** Opening Source text block **

I traveled back in time today for about an hour. I was sitting in my daughter’s bedroom as she played and I was completely in another place in time. I spent most of my time traveling through 2003-2006, depending on the piece of paper I was holding.
I quickly skimmed each piece of paper to assess its importance. Itineraries from business trips: shred pile. Cards from friends and families: trash, but shred the envelope if there is an address on it. Name tags from conferences: keep. Papers with his handwriting: trash if it’s not important, keep if it has inspiring words on it, shred if it seems to pertain to anything personal but not worth keeping. Medical bills: shred. Images from his endoscopies: shred shred shred. The planbook from his final year of life with a picture of him and my sister taped to the inside flap: keep of course.
Eventually my daughter joined me and began to treat this exercise like a game. She was in charge of the trash pile and she took great pleasure in throwing the papers all over her room. I didn’t care because I was too busy traveling through time.
My family recently helped my mom go through her storage unit that she had been paying for for 8 years. When she initially asked for help she claimed that it was just full of my dad’s old papers, most of which she would be throwing away. She needed to get out of the storage unit quickly because she could no longer afford to pay for it.
I was suspicious of her request for help from the beginning. I knew that it was highly likely that there was way more than my dad’s papers in there and I was not comfortable with the idea of just throwing all of his stuff away without even looking at it. My parents were and my mother still is somewhat of a hoarder. They did not throw things away. I have found worksheets from first grade and artwork from when I used to draw in my dad’s office waiting for him to be done with work. When I say artwork I mean scribbles. My parents saved pieces of scrap paper with my scribbles on them.
My mom assured me that this job would take 4 hours. She only had the Uhaul truck for that long anyway. After 5 trips to her storage unit, 2 weekends and 1 weekday later, the job was finally done. I use the word done very loosely. There are still boxes piled in her backyard, waiting to be opened and discarded.
My mom had underestimated both what was in her storage unit and my will to preserve traces of my father. What ended up being in that storage unit was a lifetime of possessions, thousands of stories, and millions of memories. That is how I found myself this morning sitting on the floor of my daughter’s bedroom trying to piece together snapshots of my father’s life.
My father died 10 years ago. If I could guarantee that all of those papers could bring him back to me, not just in memories but in the flesh, I wouldn’t shred or discard a single scrap. Since that’s not the way of the world, holding these scraps and remembering before I send them on their way is all I have for now.

** Closing Source text block **

■ **Activities**
• a. Return the part of the passage about the storage unit starting with "My mom had underestimated" and going on through "my father’s life.", copied word for word.
• b. Answer these from the passage about the storage unit:
(i) For how many years had the mother been paying for her storage unit?
(ii) How long did the mother say the job would take?
(iii) How long ago did the father die?

** Opening Data block **

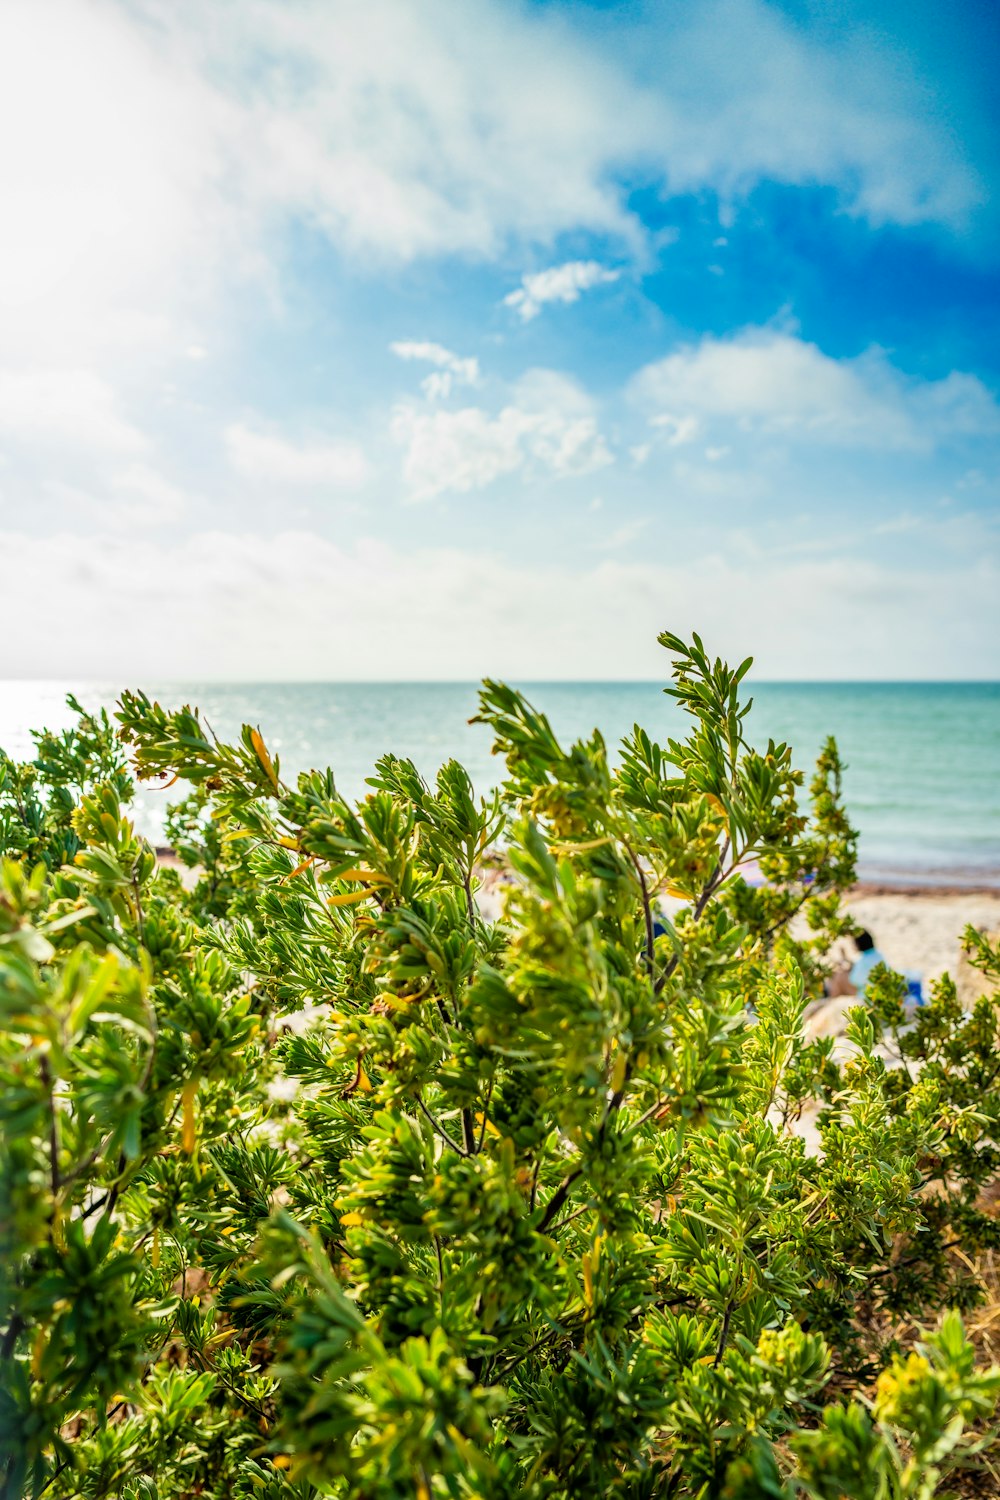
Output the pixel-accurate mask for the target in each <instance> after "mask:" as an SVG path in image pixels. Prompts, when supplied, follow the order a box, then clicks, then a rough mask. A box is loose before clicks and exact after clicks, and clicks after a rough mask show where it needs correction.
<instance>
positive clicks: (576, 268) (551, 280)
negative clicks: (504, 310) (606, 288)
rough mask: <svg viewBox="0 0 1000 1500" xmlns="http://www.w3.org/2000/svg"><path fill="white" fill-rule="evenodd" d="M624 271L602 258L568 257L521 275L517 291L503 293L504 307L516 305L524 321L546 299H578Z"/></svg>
mask: <svg viewBox="0 0 1000 1500" xmlns="http://www.w3.org/2000/svg"><path fill="white" fill-rule="evenodd" d="M619 276H621V272H613V270H609V269H607V267H606V266H601V264H600V261H565V263H564V264H562V266H552V267H549V270H546V272H531V273H529V275H526V276H522V279H520V287H519V288H517V291H511V293H510V294H508V296H507V297H504V306H505V308H516V309H517V312H519V314H520V317H522V318H523V320H525V323H529V321H531V320H532V318H537V317H538V314H540V312H541V309H543V306H544V305H546V303H547V302H579V300H580V294H582V293H585V291H589V290H591V288H592V287H604V285H607V284H609V282H615V281H618V278H619Z"/></svg>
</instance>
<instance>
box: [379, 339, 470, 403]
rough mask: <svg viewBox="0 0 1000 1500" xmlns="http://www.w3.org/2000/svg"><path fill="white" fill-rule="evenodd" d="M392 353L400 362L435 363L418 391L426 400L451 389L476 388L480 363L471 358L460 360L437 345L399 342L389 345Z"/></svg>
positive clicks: (443, 395)
mask: <svg viewBox="0 0 1000 1500" xmlns="http://www.w3.org/2000/svg"><path fill="white" fill-rule="evenodd" d="M390 350H391V351H393V354H396V356H399V359H400V360H420V362H421V363H424V365H436V366H438V369H436V371H435V372H433V374H432V375H426V377H424V380H423V381H421V383H420V389H421V390H423V393H424V396H426V398H427V399H429V401H436V399H438V398H444V396H450V395H451V387H453V386H478V383H480V362H478V360H475V359H460V357H459V356H457V354H453V353H451V350H445V348H444V347H442V345H441V344H420V342H408V341H402V342H397V344H390Z"/></svg>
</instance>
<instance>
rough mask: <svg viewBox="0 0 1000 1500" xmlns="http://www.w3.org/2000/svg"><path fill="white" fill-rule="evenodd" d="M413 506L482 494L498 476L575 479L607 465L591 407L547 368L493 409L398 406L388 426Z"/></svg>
mask: <svg viewBox="0 0 1000 1500" xmlns="http://www.w3.org/2000/svg"><path fill="white" fill-rule="evenodd" d="M391 432H393V438H394V441H396V443H397V444H399V446H400V447H402V450H403V465H402V471H403V478H405V483H406V489H408V493H409V498H411V499H430V498H433V496H435V495H441V493H445V492H448V490H454V492H457V493H468V492H469V490H474V489H484V487H486V486H487V484H492V483H495V481H496V480H498V478H502V477H504V475H510V474H514V472H520V474H523V475H525V477H532V475H535V477H537V475H540V474H541V475H550V477H553V478H580V477H582V475H585V474H592V472H594V471H595V469H598V468H604V466H606V465H607V463H610V462H613V459H612V453H610V449H609V447H607V443H606V441H604V437H603V435H601V432H600V428H598V423H597V414H595V410H594V405H592V402H591V401H589V398H588V396H586V395H585V392H582V390H580V387H579V386H576V383H574V381H570V380H567V378H565V377H562V375H558V374H555V372H553V371H532V372H529V375H526V377H525V378H523V380H522V381H520V383H519V386H517V389H516V390H514V392H513V399H511V401H510V402H507V404H505V405H504V407H502V408H501V410H499V411H495V413H490V411H487V410H484V408H483V407H465V408H462V410H459V411H442V410H426V408H423V410H421V408H418V407H414V405H408V404H400V405H399V407H397V408H396V411H394V414H393V423H391Z"/></svg>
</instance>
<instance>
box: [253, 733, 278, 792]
mask: <svg viewBox="0 0 1000 1500" xmlns="http://www.w3.org/2000/svg"><path fill="white" fill-rule="evenodd" d="M250 744H252V745H253V748H255V750H256V759H258V760H259V762H261V765H262V766H264V771H265V774H267V780H268V781H270V783H271V786H273V787H274V790H276V792H279V790H280V787H279V784H277V772H276V771H274V763H273V760H271V757H270V754H268V753H267V745H265V744H264V739H262V738H261V730H259V729H250Z"/></svg>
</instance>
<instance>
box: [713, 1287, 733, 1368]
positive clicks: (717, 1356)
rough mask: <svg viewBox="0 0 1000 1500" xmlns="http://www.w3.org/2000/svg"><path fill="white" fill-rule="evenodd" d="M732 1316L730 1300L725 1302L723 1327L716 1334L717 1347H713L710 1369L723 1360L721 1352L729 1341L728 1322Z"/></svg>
mask: <svg viewBox="0 0 1000 1500" xmlns="http://www.w3.org/2000/svg"><path fill="white" fill-rule="evenodd" d="M732 1316H733V1304H732V1301H730V1302H727V1304H726V1313H724V1316H723V1328H721V1332H720V1335H718V1347H717V1349H715V1359H714V1361H712V1370H718V1367H720V1365H721V1362H723V1355H724V1353H726V1344H727V1343H729V1323H730V1319H732Z"/></svg>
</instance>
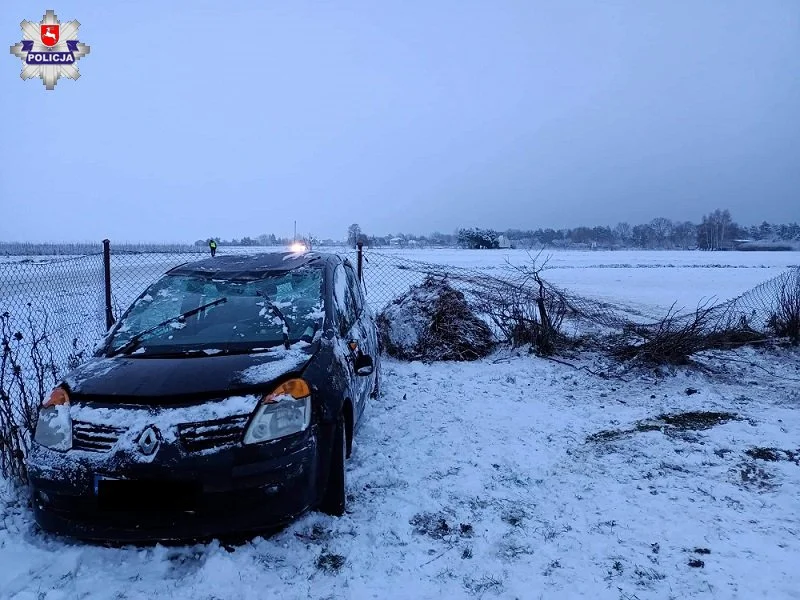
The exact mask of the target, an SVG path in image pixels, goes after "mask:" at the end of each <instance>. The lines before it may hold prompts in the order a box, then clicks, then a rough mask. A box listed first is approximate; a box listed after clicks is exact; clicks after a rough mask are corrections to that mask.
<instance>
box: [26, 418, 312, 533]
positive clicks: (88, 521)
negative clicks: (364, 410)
mask: <svg viewBox="0 0 800 600" xmlns="http://www.w3.org/2000/svg"><path fill="white" fill-rule="evenodd" d="M90 454H91V453H87V452H74V451H70V452H67V453H60V452H56V451H53V450H49V449H47V448H43V447H41V446H38V445H35V446H34V448H33V450H32V452H31V455H30V457H29V460H28V469H29V477H30V482H31V493H32V500H33V507H34V515H35V518H36V522H37V524H38V525H39V526H40V527H41V528H42V529H43V530H45V531H47V532H50V533H55V534H60V535H66V536H70V537H75V538H79V539H86V540H95V541H107V542H123V543H136V542H168V541H184V540H197V539H208V538H213V537H224V536H227V535H238V534H243V533H251V532H253V533H255V532H258V531H263V530H268V529H272V528H275V527H280V526H282V525H284V524H286V523H288V522H290V521H292V520H293V519H294V518H296V517H297V516H299V515H300V514H302V513H303V512H305V511H306V510H308V509H309V508H311V507H313V506H314V505H315V504H316V503H317V502H318V500H319V498H320V494H321V487H322V486H324V480H323V481H321V480H320V473H322V472H326V471H325V469H324V466H321V465H320V452H319V443H318V437H317V435H316V428H315V427H312V428H311V429H309V430H307V431H306V432H304V433H302V434H297V435H295V436H289V437H288V438H286V439H283V440H275V441H274V442H270V443H268V444H257V445H253V446H242V445H237V446H231V447H227V448H223V449H218V450H215V451H214V452H213V453H207V454H200V455H193V456H186V455H183V456H182V455H180V454H179V453H178V452H177V451H176V449H174V448H167V447H165V448H163V452H159V455H160V456H159V455H157V456H156V458H155V459H154V460H151V461H149V462H137V461H135V460H133V461H131V460H126V458H127V457H125V456H119V455H110V456H104V457H98V456H96V455H90ZM98 477H108V478H114V479H116V478H121V479H128V480H135V481H148V482H149V484H150V485H151V487H150V489H152V495H153V496H155V497H151V498H148V502H147V506H146V507H142V508H137V507H136V502H135V501H134V502H128V503H126V504H127V506H125V507H124V508H123V509H120V508H119V507H112V508H109V506H108V505H107V503H104V502H102V501H101V500H102V497H101V496H100V495H99V493H98V489H97V488H98V486H97V478H98ZM159 482H164V484H165V486H166V485H167V483H168V484H169V485H170V486H174V485H175V484H179V483H181V482H183V483H186V484H187V485H189V484H190V485H191V486H192V489H193V490H196V493H195V494H193V498H192V506H191V508H190V509H189V508H186V507H180V506H176V503H175V502H174V498H169V497H167V496H168V493H162V495H163V500H164V501H163V503H160V502H159V500H160V497H159V491H158V489H159ZM100 493H102V492H100ZM160 504H161V505H160Z"/></svg>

** Closing Data block **

■ **Answers in order**
• a.
My mom had underestimated both what was in her storage unit and my will to preserve traces of my father. What ended up being in that storage unit was a lifetime of possessions, thousands of stories, and millions of memories. That is how I found myself this morning sitting on the floor of my daughter’s bedroom trying to piece together snapshots of my father’s life.

• b.
(i) 8 years
(ii) 4 hours
(iii) 10 years